WHAT THIS TASK INVOLVES:
Pull out the stretch of lines from the one containing "point: woman's shoulder" through the final line, and repeat them word for word.

** START OF DATASET CONTENT **

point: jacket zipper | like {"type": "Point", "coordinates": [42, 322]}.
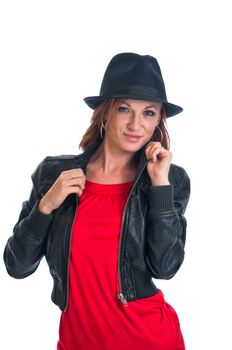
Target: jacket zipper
{"type": "Point", "coordinates": [69, 253]}
{"type": "Point", "coordinates": [121, 294]}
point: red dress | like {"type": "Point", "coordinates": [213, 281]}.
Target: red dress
{"type": "Point", "coordinates": [95, 318]}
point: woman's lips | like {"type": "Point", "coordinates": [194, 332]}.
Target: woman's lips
{"type": "Point", "coordinates": [132, 137]}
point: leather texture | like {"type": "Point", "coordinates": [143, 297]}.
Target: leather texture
{"type": "Point", "coordinates": [153, 230]}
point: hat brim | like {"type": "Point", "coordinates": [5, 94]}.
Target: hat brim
{"type": "Point", "coordinates": [171, 109]}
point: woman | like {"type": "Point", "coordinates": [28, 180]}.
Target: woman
{"type": "Point", "coordinates": [111, 219]}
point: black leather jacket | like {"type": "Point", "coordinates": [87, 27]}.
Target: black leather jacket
{"type": "Point", "coordinates": [152, 236]}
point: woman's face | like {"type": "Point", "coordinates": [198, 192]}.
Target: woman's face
{"type": "Point", "coordinates": [131, 124]}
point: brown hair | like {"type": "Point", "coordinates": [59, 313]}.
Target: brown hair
{"type": "Point", "coordinates": [100, 115]}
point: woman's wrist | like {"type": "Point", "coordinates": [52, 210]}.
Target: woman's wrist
{"type": "Point", "coordinates": [44, 208]}
{"type": "Point", "coordinates": [160, 182]}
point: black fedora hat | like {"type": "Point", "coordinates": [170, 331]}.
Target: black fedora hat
{"type": "Point", "coordinates": [133, 76]}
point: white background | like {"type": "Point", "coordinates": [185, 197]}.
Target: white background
{"type": "Point", "coordinates": [53, 54]}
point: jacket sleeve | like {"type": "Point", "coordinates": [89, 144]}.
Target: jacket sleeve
{"type": "Point", "coordinates": [25, 248]}
{"type": "Point", "coordinates": [166, 230]}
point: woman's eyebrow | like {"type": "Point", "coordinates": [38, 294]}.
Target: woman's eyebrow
{"type": "Point", "coordinates": [151, 106]}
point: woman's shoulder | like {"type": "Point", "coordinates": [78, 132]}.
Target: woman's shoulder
{"type": "Point", "coordinates": [178, 176]}
{"type": "Point", "coordinates": [51, 167]}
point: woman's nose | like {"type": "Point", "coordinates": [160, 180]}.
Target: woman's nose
{"type": "Point", "coordinates": [135, 122]}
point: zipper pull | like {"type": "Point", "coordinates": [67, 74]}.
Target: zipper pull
{"type": "Point", "coordinates": [122, 299]}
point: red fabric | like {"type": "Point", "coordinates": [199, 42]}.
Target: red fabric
{"type": "Point", "coordinates": [95, 318]}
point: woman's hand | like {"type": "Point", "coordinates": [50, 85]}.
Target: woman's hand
{"type": "Point", "coordinates": [69, 181]}
{"type": "Point", "coordinates": [159, 160]}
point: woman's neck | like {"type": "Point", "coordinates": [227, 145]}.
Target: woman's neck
{"type": "Point", "coordinates": [110, 166]}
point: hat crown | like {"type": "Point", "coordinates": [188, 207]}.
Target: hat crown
{"type": "Point", "coordinates": [133, 76]}
{"type": "Point", "coordinates": [132, 70]}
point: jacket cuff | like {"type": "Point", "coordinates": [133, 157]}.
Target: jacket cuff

** END OF DATASET CONTENT **

THE ANSWER:
point: woman's shoulder | like {"type": "Point", "coordinates": [78, 132]}.
Target: woman's shoulder
{"type": "Point", "coordinates": [178, 176]}
{"type": "Point", "coordinates": [51, 167]}
point: woman's nose | like {"type": "Point", "coordinates": [160, 180]}.
Target: woman's nose
{"type": "Point", "coordinates": [135, 122]}
point: zipper pull | like {"type": "Point", "coordinates": [67, 74]}.
Target: zipper pull
{"type": "Point", "coordinates": [122, 299]}
point: red fabric | like {"type": "Point", "coordinates": [199, 42]}.
Target: red fabric
{"type": "Point", "coordinates": [95, 318]}
point: woman's hand | like {"type": "Point", "coordinates": [50, 85]}.
Target: woman's hand
{"type": "Point", "coordinates": [69, 181]}
{"type": "Point", "coordinates": [159, 160]}
point: woman's neck | like {"type": "Point", "coordinates": [227, 145]}.
Target: woman's neck
{"type": "Point", "coordinates": [110, 166]}
point: hat crown | like {"type": "Point", "coordinates": [188, 207]}.
Target: hat crown
{"type": "Point", "coordinates": [133, 76]}
{"type": "Point", "coordinates": [132, 70]}
point: jacket cuff | like {"type": "Point", "coordinates": [133, 157]}.
Target: jacket cuff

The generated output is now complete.